▼

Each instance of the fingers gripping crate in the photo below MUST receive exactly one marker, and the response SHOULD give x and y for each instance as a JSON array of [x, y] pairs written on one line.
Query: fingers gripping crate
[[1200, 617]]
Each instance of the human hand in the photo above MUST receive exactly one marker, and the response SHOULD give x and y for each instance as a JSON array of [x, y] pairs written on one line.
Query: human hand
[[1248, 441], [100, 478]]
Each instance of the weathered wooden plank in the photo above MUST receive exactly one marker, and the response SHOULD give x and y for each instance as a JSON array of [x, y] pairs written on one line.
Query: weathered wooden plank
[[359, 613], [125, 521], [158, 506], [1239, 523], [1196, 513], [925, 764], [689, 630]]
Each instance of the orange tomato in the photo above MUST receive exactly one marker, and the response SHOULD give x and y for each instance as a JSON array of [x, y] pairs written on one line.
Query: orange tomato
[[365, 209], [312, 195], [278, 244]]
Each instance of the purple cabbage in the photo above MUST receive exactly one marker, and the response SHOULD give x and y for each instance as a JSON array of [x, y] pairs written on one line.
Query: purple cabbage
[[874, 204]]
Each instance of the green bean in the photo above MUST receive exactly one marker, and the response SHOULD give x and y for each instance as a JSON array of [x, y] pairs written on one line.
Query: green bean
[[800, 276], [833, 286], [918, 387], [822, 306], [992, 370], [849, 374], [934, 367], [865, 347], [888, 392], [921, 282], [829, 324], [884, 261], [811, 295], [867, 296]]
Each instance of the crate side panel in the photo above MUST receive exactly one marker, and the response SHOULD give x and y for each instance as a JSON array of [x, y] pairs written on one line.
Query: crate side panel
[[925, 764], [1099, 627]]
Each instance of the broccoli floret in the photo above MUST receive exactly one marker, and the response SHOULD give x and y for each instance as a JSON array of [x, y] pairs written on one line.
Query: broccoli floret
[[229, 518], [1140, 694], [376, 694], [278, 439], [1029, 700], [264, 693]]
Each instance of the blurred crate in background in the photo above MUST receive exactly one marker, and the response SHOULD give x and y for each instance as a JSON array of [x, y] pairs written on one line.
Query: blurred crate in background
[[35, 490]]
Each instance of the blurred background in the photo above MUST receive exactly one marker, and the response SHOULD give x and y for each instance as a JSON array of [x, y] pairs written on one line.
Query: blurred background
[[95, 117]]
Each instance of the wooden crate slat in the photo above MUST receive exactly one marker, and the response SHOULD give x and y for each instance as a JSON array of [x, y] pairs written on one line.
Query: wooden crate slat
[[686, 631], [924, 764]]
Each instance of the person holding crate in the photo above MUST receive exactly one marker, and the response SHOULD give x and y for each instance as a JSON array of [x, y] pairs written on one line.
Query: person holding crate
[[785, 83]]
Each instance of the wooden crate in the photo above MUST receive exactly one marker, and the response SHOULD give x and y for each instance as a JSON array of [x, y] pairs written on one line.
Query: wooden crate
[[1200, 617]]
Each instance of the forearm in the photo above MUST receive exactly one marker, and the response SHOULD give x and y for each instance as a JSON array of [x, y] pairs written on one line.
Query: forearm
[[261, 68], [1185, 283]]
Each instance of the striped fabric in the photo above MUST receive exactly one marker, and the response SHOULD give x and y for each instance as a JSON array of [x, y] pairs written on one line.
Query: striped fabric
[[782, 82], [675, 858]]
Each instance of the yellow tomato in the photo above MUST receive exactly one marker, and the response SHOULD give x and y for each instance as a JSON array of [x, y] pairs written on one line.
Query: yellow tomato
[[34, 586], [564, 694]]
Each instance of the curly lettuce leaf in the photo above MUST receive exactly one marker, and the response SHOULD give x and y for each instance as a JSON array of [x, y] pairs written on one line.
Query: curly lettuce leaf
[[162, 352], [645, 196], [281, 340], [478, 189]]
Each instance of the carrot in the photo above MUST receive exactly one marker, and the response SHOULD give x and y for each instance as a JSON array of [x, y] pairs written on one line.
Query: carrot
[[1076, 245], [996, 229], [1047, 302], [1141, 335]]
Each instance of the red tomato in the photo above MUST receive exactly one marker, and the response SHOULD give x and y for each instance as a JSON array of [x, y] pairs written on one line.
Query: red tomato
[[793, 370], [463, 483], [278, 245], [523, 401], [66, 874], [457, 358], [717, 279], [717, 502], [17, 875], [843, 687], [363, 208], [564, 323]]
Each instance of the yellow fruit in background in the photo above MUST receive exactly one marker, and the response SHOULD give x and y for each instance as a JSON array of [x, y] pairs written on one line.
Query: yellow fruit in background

▲

» TASK DESCRIPTION
From the data, collect all lines where the string "fruit" appears.

» COMPLETED EXERCISE
Each instance of the yellow fruit in background in the photo above MUST receive exactly one marker, and the response SHOULD give x and y for each instance as a JSON array of [x, y] pairs written on one line.
Query: yellow fruit in background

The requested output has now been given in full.